▶ _EXTRACT PROVIDED_

*** Block opens ***

Your body is constantly changing, as old cells are replaced with new ones. Cartilage, bone, joint linings, muscles, and nerves adapt to life and movement. These changes can be helpful (like those that happen with exercise training) but some changes can be linked with pain, stiffness or swelling.
Osteoarthritis (OA) is a term that is used to describe changes in joints. Changes in knee cartilage and joint surfaces happen, but these are only part of the story. Most of what you see and feel is due to change in tissues around your knee and how your brain and body respond.
Key points about OA:
- OA is a process, not an end-point.
- OA involves many tissues (not just your knee).
- OA is a process you can help.
OA is not something that happens suddenly, but rather a process that has been going on very slowly for a long time. Changes in your knee will have been there for much longer than you have noticed pain.
OA changes are more often painful in people who have been less active, are overweight, or who have old injuries. It is not true that everyone gets OA as they get older. It is also not true that OA always gets worse with age.
What has affected your knee so far is not the most important thing. What matters is that there are many things you can do to improve your joint health, how it feels, and how well you can take part in life.
There is a lot more to your knee than just cartilage. It is important to also think about muscles, tendons, bones, joint linings, joint fluid, ligaments, and nerves.

*** Block closes ***

▶ _EXERCISE REQUIREMENTS_
Copy the knee osteoarthritis text between "OA changes are" and "ligaments, and nerves.", inclusive, substituting "past injuries" for "old injuries". The entries have no connection to the knee osteoarthritis text.

▶ _SOURCE DATA_
*** Block opens ***

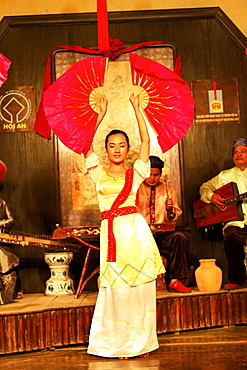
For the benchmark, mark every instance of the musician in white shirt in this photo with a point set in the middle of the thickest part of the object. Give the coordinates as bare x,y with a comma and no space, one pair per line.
235,232
157,202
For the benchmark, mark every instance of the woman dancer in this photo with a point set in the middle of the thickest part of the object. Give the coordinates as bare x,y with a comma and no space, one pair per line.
124,321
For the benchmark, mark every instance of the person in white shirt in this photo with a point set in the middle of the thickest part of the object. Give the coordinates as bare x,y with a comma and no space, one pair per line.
235,232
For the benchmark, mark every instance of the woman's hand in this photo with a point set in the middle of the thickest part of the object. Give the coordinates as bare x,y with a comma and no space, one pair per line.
103,108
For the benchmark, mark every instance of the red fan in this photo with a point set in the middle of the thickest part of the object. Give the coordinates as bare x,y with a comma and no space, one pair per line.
71,103
4,67
166,99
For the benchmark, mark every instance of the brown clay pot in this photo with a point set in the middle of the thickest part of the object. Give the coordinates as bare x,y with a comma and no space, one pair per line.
208,276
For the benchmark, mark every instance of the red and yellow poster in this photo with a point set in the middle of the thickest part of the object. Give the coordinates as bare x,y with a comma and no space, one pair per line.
216,101
17,108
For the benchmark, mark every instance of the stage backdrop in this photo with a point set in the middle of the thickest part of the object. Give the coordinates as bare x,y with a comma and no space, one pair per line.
77,197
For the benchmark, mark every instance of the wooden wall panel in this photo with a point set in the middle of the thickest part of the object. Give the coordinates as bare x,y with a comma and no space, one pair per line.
210,47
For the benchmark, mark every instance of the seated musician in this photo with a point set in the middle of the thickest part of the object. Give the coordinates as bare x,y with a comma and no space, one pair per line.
157,202
235,232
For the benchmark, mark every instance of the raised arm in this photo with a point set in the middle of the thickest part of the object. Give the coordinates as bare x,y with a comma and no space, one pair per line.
102,113
143,130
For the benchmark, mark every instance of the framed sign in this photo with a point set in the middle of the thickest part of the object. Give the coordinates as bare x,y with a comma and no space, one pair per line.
216,101
78,205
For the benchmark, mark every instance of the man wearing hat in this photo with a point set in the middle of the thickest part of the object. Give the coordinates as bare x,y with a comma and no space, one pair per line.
157,202
235,232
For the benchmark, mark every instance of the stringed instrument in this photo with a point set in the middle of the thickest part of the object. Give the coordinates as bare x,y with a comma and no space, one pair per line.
207,214
37,241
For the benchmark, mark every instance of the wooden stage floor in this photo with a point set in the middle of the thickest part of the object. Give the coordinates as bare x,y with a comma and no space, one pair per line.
39,322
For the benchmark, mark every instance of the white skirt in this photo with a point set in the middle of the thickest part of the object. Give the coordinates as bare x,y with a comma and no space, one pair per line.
124,322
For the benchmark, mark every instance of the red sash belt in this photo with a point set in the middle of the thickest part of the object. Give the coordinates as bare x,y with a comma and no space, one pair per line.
110,215
116,211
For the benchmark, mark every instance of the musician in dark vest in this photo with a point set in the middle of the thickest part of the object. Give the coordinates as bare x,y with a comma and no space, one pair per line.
235,232
157,202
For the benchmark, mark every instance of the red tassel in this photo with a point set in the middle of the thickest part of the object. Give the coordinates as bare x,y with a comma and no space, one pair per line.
103,37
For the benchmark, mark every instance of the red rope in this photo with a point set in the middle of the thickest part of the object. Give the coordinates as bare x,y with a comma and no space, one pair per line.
103,38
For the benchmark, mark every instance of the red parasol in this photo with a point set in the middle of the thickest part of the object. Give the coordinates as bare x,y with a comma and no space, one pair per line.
4,67
166,99
71,103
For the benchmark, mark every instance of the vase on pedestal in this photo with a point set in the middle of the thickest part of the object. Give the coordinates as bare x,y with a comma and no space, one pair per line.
59,283
208,276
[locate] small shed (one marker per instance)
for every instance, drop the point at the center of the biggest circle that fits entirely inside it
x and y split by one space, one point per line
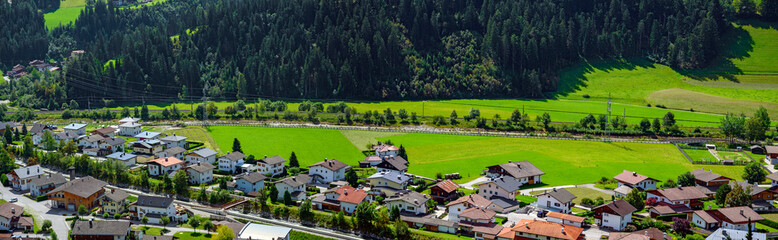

*** Block closes ***

▶ _RESULT_
OA changes are more often painful in people who have been less active, are overweight, or who have past injuries. It is not true that everyone gets OA as they get older. It is also not true that OA always gets worse with age.
What has affected your knee so far is not the most important thing. What matters is that there are many things you can do to improve your joint health, how it feels, and how well you can take part in life.
There is a lot more to your knee than just cartilage. It is important to also think about muscles, tendons, bones, joint linings, joint fluid, ligaments, and nerves.